▸ Work task
Please decide whether each statement agrees with the passage on private annuities, giving yes or no and quoting the words from the passage that settle it. (a) In a 1031 exchange, the investor receives cash for the property given up. (b) Exchanges made after Oct. 18 are taxed immediately on the gain. (c) The father in Delgass's example paid $2.5 million for the building.

▸ Selected passage
##############################
According to estate planners, real estate investors can enjoy similar tax benefits in a 1031 exchange, but, because you’re exchanging one property for another, you don’t actually get the money. (Plus, a cooling real estate market has also dampened the use of the 1031.) The private annuity grew in popularity because taxpayers could reap the same tax-deferral benefits but get paid cash over time from the annuity.

The “proposals are designed to combat the problem of some taxpayers who have been inappropriately avoiding or deferring gain on the exchange of highly appreciated property for the issuance of annuity contracts,” writes the IRS in the regulation proposal. To read the IRS document, click here.

“The IRS decided it was too good of a deal,” says Mike Delgass, an advisor with Sontag Advisory, an independent RIA in Westport, Conn. As a result, any exchanges made after Oct. 18 (with some less attractive exceptions allowed until April 17, 2007) are now taxed immediately on the gain generated by the parents’ sale to the children.

But private annuities can still be of some use. While the IRS may have stripped them of their income-tax benefits, private annuities can still offer estate-planning advantages. Delgass offers the example of a father who purchases a piece of property and soon after is diagnosed with cancer. The building, which Dad paid $5 million for, the full-value, is new enough that capital gains are not a worry. But estate taxes are. If Dad dies with the building in his estate, his heirs will owe $2.5 million on it. The building can be transferred out of the estate using a private annuity.
##############################
▸ Extracted data
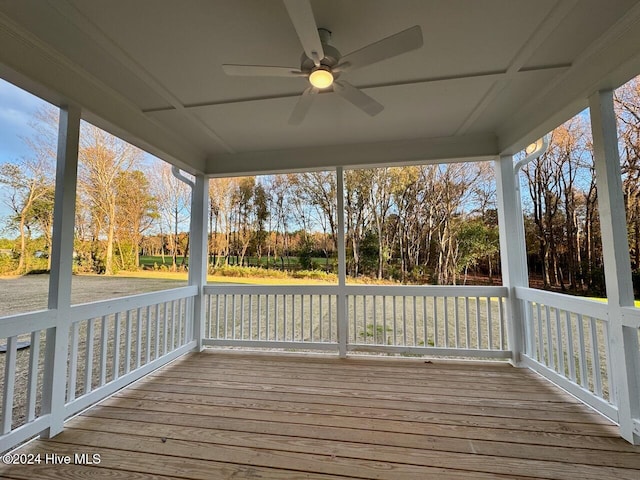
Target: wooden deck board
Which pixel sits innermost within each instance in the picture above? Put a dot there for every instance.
(239, 415)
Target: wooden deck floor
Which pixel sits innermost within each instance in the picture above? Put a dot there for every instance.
(239, 415)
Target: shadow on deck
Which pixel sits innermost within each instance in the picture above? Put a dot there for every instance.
(229, 414)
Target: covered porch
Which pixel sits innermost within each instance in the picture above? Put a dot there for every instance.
(193, 413)
(259, 415)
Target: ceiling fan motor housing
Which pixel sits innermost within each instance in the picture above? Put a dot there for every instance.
(331, 54)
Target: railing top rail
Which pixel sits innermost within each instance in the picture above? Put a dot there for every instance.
(429, 290)
(26, 322)
(400, 290)
(239, 289)
(579, 305)
(631, 317)
(107, 307)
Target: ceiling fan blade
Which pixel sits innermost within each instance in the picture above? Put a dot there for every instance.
(402, 42)
(356, 96)
(303, 105)
(304, 22)
(262, 71)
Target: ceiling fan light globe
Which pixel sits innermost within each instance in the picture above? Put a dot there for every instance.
(321, 78)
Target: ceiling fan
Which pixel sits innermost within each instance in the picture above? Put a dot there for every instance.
(322, 63)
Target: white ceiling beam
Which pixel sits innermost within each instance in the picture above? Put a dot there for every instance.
(608, 63)
(394, 153)
(549, 23)
(34, 66)
(93, 31)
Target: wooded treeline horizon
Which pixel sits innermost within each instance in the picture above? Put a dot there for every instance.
(433, 224)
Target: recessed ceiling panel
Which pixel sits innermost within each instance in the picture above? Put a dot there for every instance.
(412, 111)
(518, 91)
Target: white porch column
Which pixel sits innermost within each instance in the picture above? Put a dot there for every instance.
(198, 258)
(513, 250)
(55, 370)
(343, 330)
(623, 341)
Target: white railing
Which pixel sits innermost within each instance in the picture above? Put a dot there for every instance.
(272, 316)
(631, 320)
(453, 321)
(111, 344)
(567, 340)
(464, 321)
(21, 380)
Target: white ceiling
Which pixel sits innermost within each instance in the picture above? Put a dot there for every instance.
(492, 75)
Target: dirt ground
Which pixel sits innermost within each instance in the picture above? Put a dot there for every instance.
(28, 293)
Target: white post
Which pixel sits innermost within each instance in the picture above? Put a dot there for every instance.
(55, 366)
(198, 258)
(513, 250)
(623, 341)
(343, 330)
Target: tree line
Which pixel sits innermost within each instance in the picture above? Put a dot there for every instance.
(562, 221)
(426, 224)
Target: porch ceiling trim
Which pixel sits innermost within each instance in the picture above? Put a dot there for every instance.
(362, 155)
(608, 63)
(23, 58)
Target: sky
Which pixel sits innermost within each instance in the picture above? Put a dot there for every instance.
(16, 109)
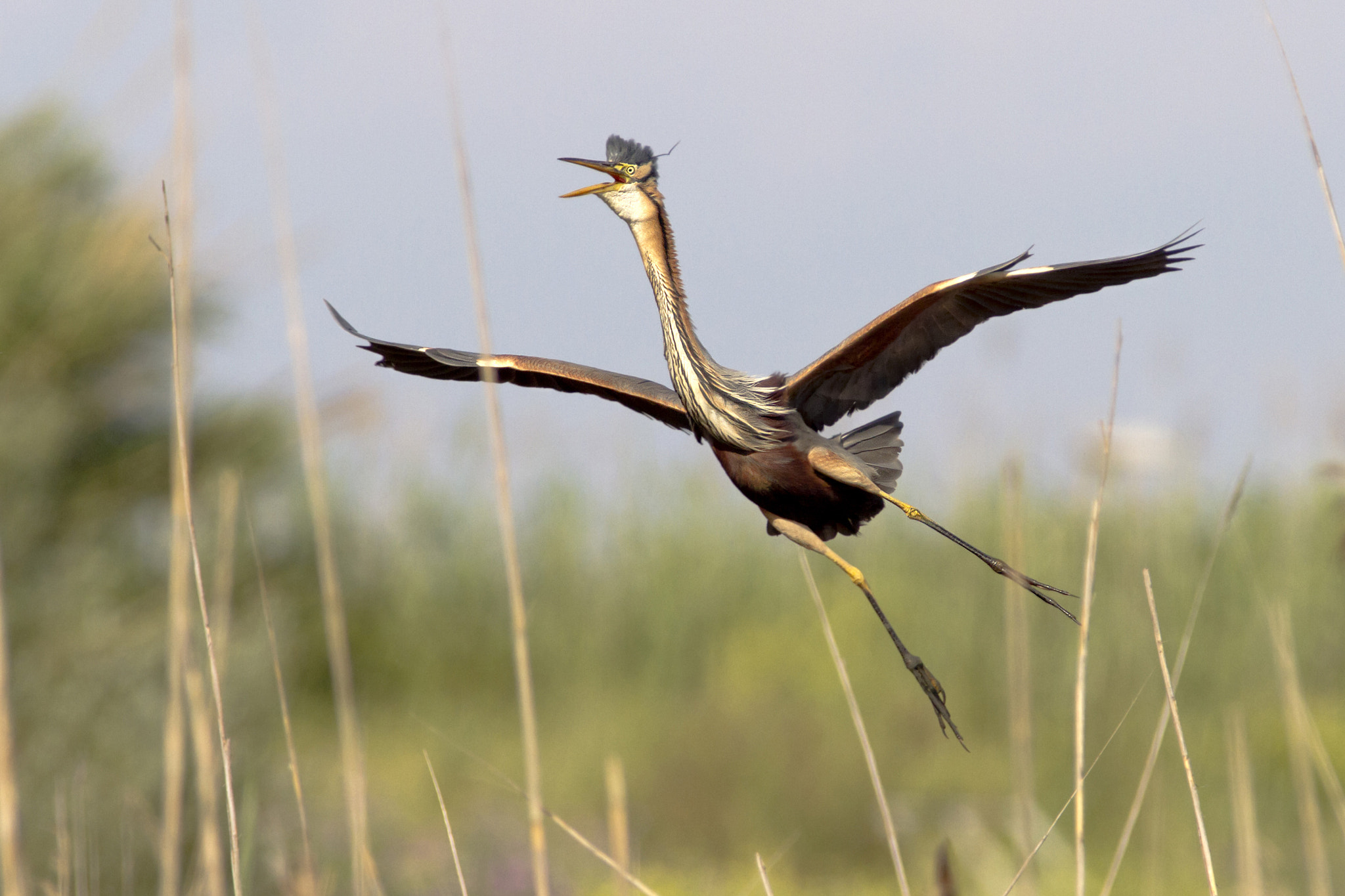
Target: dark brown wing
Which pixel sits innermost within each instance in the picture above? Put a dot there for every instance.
(875, 360)
(639, 395)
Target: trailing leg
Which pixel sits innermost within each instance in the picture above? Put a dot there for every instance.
(803, 536)
(838, 468)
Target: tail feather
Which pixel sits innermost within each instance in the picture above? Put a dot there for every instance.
(879, 445)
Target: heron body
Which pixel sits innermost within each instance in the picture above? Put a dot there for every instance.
(767, 430)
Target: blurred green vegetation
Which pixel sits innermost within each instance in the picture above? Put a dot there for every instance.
(666, 630)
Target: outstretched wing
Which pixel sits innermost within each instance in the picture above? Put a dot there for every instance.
(896, 344)
(639, 395)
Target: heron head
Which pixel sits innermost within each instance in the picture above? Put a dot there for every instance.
(634, 171)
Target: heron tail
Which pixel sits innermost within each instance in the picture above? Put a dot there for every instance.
(879, 445)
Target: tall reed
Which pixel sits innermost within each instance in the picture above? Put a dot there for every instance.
(503, 500)
(315, 477)
(1084, 621)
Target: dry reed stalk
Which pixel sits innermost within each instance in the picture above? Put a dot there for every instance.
(64, 857)
(222, 586)
(1032, 855)
(452, 844)
(1164, 716)
(1019, 661)
(618, 820)
(1300, 753)
(175, 717)
(310, 880)
(888, 826)
(1312, 140)
(315, 481)
(179, 574)
(210, 857)
(1181, 738)
(1325, 770)
(11, 861)
(611, 863)
(1084, 617)
(766, 882)
(1246, 836)
(185, 468)
(509, 539)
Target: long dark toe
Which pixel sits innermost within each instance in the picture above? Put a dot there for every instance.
(1051, 601)
(937, 698)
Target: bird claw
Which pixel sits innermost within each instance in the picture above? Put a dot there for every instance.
(937, 696)
(1033, 585)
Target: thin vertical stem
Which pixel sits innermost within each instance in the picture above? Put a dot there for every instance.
(1246, 837)
(315, 480)
(618, 820)
(509, 538)
(1019, 661)
(1032, 855)
(1181, 739)
(185, 467)
(607, 860)
(11, 861)
(449, 826)
(879, 793)
(1312, 140)
(179, 587)
(1300, 753)
(766, 882)
(222, 586)
(310, 879)
(1161, 729)
(1084, 621)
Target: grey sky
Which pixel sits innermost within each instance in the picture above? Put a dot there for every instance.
(833, 159)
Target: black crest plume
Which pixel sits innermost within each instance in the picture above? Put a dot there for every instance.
(630, 152)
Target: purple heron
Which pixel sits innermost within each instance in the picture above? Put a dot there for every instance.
(766, 430)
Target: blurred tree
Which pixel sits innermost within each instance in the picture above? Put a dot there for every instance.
(85, 421)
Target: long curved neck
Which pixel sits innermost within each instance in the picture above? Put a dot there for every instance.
(726, 405)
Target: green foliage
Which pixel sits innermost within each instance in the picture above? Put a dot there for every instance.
(666, 629)
(85, 419)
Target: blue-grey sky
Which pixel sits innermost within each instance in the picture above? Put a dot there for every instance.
(833, 159)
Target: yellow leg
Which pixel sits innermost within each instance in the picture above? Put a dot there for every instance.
(994, 563)
(803, 536)
(835, 467)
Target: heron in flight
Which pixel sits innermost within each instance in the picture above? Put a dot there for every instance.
(767, 430)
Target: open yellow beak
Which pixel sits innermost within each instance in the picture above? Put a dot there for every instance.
(618, 178)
##############################
▸ Solved exercise
(a) No: "because you’re exchanging one property for another, you don’t actually get the money."
(b) Yes: "any exchanges made after Oct. 18 (with some less attractive exceptions allowed until April 17, 2007) are now taxed immediately on the gain"
(c) No: "The building, which Dad paid $5 million for"